## [Goal of the exercise]
Pull every line containing "target" from the data.

## [Available data]
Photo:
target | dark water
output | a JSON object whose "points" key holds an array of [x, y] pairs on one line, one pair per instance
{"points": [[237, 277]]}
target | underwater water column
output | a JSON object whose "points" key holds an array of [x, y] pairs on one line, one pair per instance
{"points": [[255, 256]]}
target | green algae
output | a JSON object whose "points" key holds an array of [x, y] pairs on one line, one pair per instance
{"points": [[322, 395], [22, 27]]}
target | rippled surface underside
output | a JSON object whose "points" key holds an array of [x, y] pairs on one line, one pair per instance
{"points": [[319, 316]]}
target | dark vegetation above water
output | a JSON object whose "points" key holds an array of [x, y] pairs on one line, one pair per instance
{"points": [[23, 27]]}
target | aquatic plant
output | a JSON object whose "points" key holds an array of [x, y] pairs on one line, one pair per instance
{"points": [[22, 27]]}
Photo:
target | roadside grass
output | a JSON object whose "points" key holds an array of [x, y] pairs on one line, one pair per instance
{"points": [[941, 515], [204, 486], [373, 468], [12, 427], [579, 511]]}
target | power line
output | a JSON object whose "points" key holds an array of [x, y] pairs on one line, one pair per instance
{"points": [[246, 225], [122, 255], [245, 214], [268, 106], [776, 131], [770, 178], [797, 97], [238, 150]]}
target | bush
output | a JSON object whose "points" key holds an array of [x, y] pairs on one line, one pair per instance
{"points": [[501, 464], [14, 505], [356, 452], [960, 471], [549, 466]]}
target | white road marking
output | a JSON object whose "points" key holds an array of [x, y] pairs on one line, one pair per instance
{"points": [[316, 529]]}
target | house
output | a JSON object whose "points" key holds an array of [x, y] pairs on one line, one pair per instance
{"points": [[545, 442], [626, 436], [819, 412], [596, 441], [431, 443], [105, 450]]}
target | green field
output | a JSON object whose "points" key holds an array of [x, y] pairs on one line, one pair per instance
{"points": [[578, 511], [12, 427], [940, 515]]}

## [Expected output]
target | dark water
target | underwater water column
target | green algae
target | rippled surface underside
target | dark vegetation above water
target | aquatic plant
target | roadside grass
target | power line
target | bush
target | white road marking
target | house
target | green field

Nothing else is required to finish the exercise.